DO THIS:
Quote the following lines exactly as they appear.

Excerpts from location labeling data
-- start --

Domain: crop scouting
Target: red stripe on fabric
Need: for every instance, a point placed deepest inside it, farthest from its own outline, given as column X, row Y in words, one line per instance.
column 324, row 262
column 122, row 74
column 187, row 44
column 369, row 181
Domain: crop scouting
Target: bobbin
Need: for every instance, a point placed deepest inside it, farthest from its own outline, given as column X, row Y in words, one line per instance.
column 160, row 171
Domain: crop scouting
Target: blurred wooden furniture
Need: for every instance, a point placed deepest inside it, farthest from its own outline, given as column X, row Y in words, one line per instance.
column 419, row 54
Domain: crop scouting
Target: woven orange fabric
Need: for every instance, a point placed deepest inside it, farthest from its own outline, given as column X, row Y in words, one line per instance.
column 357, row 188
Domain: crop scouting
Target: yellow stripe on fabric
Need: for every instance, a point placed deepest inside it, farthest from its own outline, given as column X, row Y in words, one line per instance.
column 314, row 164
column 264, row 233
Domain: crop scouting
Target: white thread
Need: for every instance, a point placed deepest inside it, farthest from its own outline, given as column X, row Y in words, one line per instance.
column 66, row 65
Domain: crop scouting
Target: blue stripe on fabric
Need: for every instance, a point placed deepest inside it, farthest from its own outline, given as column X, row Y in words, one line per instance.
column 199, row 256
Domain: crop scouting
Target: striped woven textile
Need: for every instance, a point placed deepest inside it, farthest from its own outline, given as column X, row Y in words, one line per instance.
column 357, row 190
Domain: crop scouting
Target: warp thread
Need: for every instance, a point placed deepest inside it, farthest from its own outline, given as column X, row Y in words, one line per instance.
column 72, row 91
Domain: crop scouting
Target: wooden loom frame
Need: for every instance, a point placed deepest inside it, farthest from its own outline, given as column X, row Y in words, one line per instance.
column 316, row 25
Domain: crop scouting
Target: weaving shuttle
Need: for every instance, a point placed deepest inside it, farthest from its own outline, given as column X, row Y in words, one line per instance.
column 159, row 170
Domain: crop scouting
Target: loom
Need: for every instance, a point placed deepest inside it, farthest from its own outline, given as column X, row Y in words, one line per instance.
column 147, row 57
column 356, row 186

-- end --

TASK RESULT:
Domain: crop scouting
Target: red stripe on fabric
Need: for every instance, a point placed deepest inside it, farthest from its own outline, given as column X, row Y in words, one line per instance.
column 324, row 262
column 122, row 74
column 187, row 44
column 369, row 181
Domain: crop scouting
Target: bobbin
Need: for every instance, a point placed deepest inside it, farthest from its own outline, given as column X, row Y in words, one line per instance.
column 160, row 171
Domain: crop scouting
Target: blurred wooden furniture
Need: for every instance, a point placed deepest inside it, farthest from its own outline, given as column X, row Y in words, one line per instance.
column 419, row 54
Domain: crop scouting
Target: woven orange fabric
Need: for every instance, a point placed deepest inside it, farthest from its own outline, given as column X, row Y in words, one line per instance.
column 357, row 188
Domain: crop scouting
Target: yellow stripe on fabric
Need: for every instance, a point placed deepest inside it, farthest from its own outline, given as column X, row Y in words, one line per instance.
column 314, row 164
column 264, row 233
Domain: crop scouting
Target: white thread
Need: for every instance, a point placed deepest inside it, farthest from its own outline, given as column X, row Y in words, one line per instance.
column 66, row 65
Domain: crop scouting
Target: blue stripe on fabric
Need: for every instance, a point placed deepest inside it, farthest from its own outline, given as column X, row Y in words, one line per instance.
column 199, row 256
Domain: crop scouting
Target: striped woven textile
Need: for every instance, a point placed deepest inside it, farthest from its own outline, given as column X, row Y in words, one line per instance.
column 357, row 190
Domain: crop scouting
Target: warp thread
Need: for every instance, a point placed deepest inside it, farthest from its own outline, given as column X, row Y in words, one line per instance.
column 72, row 91
Domain: crop scouting
Target: wooden loom frame
Need: for every instance, a point placed deepest inside it, farthest from its own outline, given as column X, row Y in words, one line per instance.
column 316, row 25
Domain: crop scouting
Target: weaving shuttle
Need: for every instance, a point placed deepest inside it, farthest from its own outline, given as column X, row Y in words, one line per instance.
column 159, row 170
Domain: crop scouting
Target: loom
Need: for every instance, a point placed deepest inside it, farthest from its own outline, given as column X, row Y in words, one line per instance.
column 147, row 57
column 356, row 186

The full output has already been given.